■ WHAT YOU NEED TO DO
All records after this line are to be returned verbatim.
========
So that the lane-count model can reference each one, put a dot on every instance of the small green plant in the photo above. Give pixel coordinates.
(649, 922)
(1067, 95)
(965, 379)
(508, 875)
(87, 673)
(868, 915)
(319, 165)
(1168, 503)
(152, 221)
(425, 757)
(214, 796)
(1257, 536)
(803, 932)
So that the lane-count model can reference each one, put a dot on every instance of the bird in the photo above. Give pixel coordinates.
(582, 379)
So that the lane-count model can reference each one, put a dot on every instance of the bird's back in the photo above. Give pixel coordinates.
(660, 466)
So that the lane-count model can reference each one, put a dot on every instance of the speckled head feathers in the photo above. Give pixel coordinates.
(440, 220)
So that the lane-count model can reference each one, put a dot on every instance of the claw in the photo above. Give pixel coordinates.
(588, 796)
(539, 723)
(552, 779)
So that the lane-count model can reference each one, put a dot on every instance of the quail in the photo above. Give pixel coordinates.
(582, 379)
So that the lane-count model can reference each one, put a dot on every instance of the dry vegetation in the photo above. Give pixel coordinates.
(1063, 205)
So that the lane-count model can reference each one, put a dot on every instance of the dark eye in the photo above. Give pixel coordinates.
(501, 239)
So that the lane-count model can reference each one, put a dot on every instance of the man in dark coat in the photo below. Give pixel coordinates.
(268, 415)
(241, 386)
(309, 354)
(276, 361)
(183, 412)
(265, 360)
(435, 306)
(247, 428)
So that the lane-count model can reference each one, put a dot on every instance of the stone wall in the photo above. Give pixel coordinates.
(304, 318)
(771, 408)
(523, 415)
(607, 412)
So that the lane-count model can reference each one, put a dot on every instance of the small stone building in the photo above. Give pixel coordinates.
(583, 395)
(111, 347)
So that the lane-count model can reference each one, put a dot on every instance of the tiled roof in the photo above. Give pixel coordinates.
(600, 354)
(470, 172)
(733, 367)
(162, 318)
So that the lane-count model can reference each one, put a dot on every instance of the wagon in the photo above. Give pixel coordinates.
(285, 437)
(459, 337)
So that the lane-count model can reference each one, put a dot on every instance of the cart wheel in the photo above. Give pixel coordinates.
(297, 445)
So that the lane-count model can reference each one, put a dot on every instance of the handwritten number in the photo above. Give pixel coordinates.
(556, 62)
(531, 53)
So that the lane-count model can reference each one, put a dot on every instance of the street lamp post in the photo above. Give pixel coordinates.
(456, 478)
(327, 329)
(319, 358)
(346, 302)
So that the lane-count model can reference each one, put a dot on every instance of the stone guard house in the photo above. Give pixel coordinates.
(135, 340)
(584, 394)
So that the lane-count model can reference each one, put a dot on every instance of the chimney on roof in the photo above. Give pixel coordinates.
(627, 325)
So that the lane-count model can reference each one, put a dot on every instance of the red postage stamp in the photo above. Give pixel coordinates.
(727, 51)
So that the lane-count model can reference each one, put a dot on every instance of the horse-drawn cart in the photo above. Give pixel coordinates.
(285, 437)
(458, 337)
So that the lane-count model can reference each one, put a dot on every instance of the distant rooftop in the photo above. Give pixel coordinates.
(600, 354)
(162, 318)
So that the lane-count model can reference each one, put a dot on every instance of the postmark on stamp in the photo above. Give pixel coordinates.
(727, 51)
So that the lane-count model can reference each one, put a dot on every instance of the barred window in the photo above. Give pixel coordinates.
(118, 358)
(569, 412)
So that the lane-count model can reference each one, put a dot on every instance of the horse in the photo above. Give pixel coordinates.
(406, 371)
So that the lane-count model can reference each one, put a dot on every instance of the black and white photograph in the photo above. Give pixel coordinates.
========
■ RESULT
So that the lane-count model can reference each one, put a dot on every instance of the small green plant in the photo above. Give pixel coordinates.
(649, 922)
(1067, 95)
(965, 379)
(508, 875)
(87, 673)
(868, 915)
(319, 165)
(1168, 503)
(152, 221)
(425, 757)
(214, 796)
(1257, 536)
(803, 932)
So that the lane-count model can reference each one, put a dot on every instance of the bird in the photo above. Give pixel coordinates.
(582, 379)
So that the lane-count model can reference each one, put a dot on every instance of the bird's back in the photo above. Give pixel coordinates.
(660, 466)
So that the lane-count model can reference each one, put a dot on every instance of the speckled head feathers in the photo above. Give pixel coordinates.
(440, 220)
So that the lane-count model can reference each one, put a dot on every instance of the claw in the photo above. Give pixel coordinates.
(588, 796)
(539, 723)
(552, 779)
So that the lane-count model can reference each one, put a dot on every instance of the quail in the photo above. Give pixel coordinates.
(582, 379)
So that the lane-count model can reference each one, put a dot on every instance of the dry vegetation in the photo above. Give pixel coordinates.
(1063, 205)
So that the lane-count model can reference each one, put a dot on every instance of the dark eye in the photo above. Give pixel coordinates.
(501, 239)
So that the lane-count model can reference each one, put a dot on every instance of the man in dark coat in the photo below. Give pixel coordinates.
(268, 415)
(241, 386)
(309, 354)
(276, 361)
(183, 412)
(265, 360)
(435, 306)
(247, 428)
So that the lane-count model can reference each one, put a dot on every instance of the stone wall in the photo above. Give pixel coordinates.
(304, 318)
(771, 408)
(523, 415)
(607, 412)
So that the lane-count model can reference each one, put a dot on every instance of the small stone building in the photo above. Give pixel coordinates.
(583, 395)
(111, 347)
So that the lane-count model can reference each one, put a dot on every instance of the tiled roof in the photo above. Give pixel coordinates.
(600, 354)
(470, 172)
(733, 367)
(162, 318)
So that the lane-count model can reference each one, put a dot on every instance of the wagon in the photo above. Give pixel coordinates.
(285, 437)
(459, 337)
So that the lane-count model can reference each one, put a dot on every instance of the cart wheel in the photo above. Give pixel coordinates.
(297, 445)
So that the lane-count model can reference each one, put a dot on every instance of the handwritten number in the photo above. Give pixel coordinates.
(556, 62)
(531, 53)
So that the lane-count model can reference each one, put a dot on every instance of the street lamp post in the photo above. Give pixel coordinates.
(456, 478)
(327, 329)
(319, 358)
(346, 302)
So that the lane-count model can reference each one, put a dot on every instance of the stone guard house in the photo above. Give pixel coordinates.
(135, 340)
(584, 394)
So that the lane-count model can reference each one, put a dot on every instance of the chimney on roof in the photo above. Give pixel coordinates.
(627, 325)
So that the lane-count model can reference each one, put a dot on every instance of the red postage stamp in the photo above. Give pixel coordinates.
(727, 51)
So that the lane-count model can reference each one, put a dot on every instance of the horse-drawn cart in the photo above. Give pixel coordinates.
(285, 437)
(458, 337)
So that the lane-count model can reference each one, put a dot on every instance of the distant rooftop in the photo above. Give pixel coordinates.
(600, 354)
(162, 318)
So that the lane-count model can reference each one, put a dot on every instance of the postmark on stamp in the photo above. Give pixel coordinates.
(727, 51)
So that the lane-count model can reference each one, put a dot on every instance of the barred window in the photo above. Give pixel coordinates.
(118, 358)
(569, 412)
So that the lane-count model can reference each one, put a dot on every instance of the horse in the photo above. Give pixel coordinates.
(406, 371)
So that the lane-count model can reference each one, put a dot on every instance of the black and white photograph in the photo above. Give pixel coordinates.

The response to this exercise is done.